_Recorded data_
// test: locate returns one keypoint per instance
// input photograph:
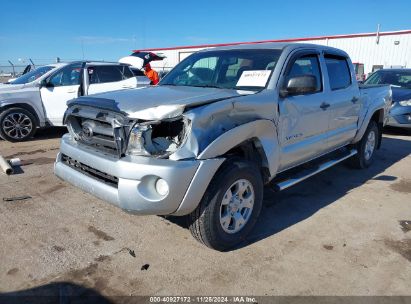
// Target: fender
(22, 103)
(263, 130)
(366, 121)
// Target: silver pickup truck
(221, 125)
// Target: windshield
(33, 75)
(234, 69)
(396, 78)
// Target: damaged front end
(116, 134)
(157, 138)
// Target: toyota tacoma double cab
(38, 98)
(221, 125)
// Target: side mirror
(300, 85)
(45, 83)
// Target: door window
(338, 72)
(306, 65)
(67, 76)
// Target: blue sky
(108, 30)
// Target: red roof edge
(279, 40)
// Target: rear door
(105, 78)
(303, 118)
(344, 100)
(62, 86)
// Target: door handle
(324, 106)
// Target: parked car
(400, 81)
(38, 98)
(220, 125)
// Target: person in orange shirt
(151, 74)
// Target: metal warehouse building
(374, 50)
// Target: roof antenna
(378, 34)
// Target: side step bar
(303, 175)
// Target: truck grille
(90, 172)
(98, 133)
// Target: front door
(303, 118)
(345, 101)
(61, 87)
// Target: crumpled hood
(158, 102)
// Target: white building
(374, 50)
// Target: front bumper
(135, 177)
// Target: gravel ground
(342, 232)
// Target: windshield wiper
(206, 86)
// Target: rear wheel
(366, 147)
(230, 206)
(17, 124)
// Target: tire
(17, 124)
(221, 223)
(366, 147)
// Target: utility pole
(378, 34)
(82, 47)
(12, 65)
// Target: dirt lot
(339, 233)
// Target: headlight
(405, 103)
(157, 138)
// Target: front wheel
(230, 206)
(17, 124)
(366, 147)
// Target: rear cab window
(108, 73)
(307, 64)
(339, 73)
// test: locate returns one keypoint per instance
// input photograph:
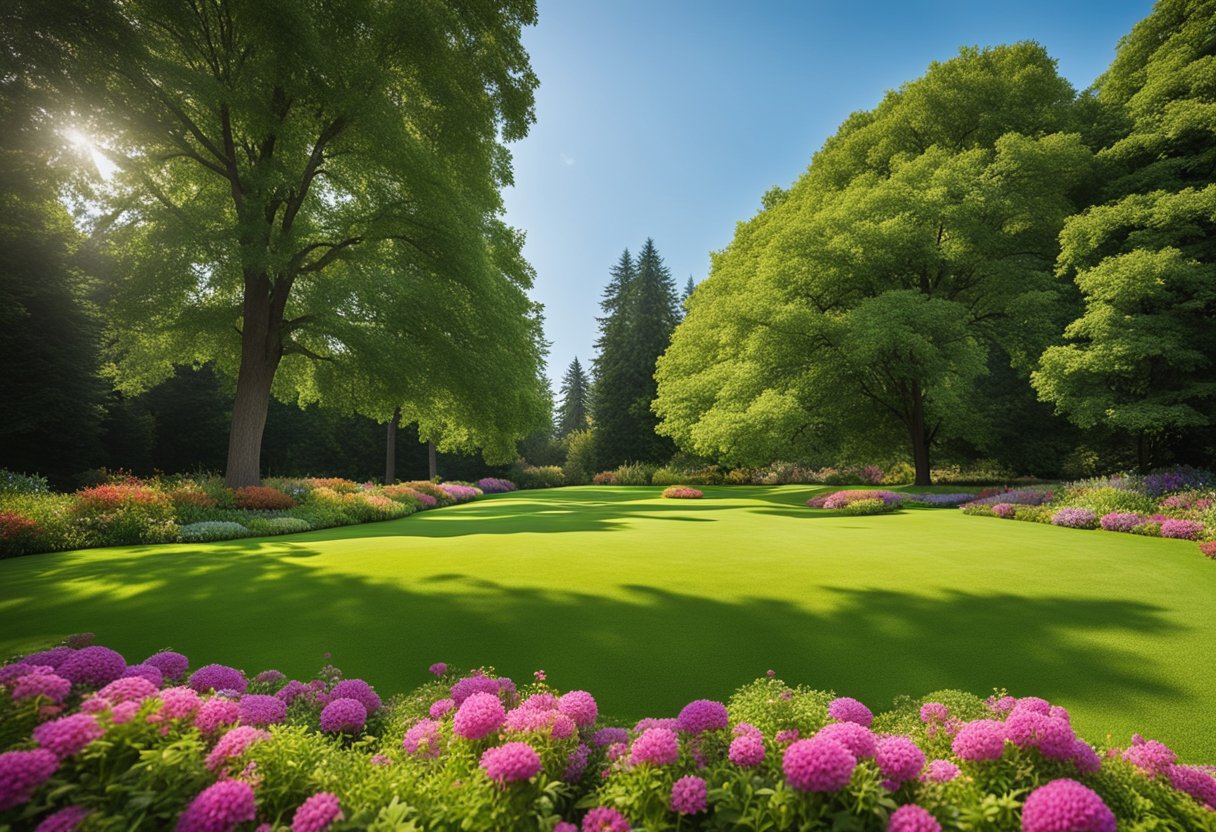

_What you have to do_
Reproduce everything in the entries from the line containing "Target: dirt lot" down to the end of the entries, leaving out the pictures.

_Finished task_
// Target: dirt lot
(339, 233)
// Target: headlight
(405, 103)
(157, 138)
// Target: front wheel
(230, 206)
(17, 124)
(366, 147)
// Target: rear cab window
(108, 73)
(307, 64)
(339, 73)
// test: locate returns one keypoint per instance
// input photograph:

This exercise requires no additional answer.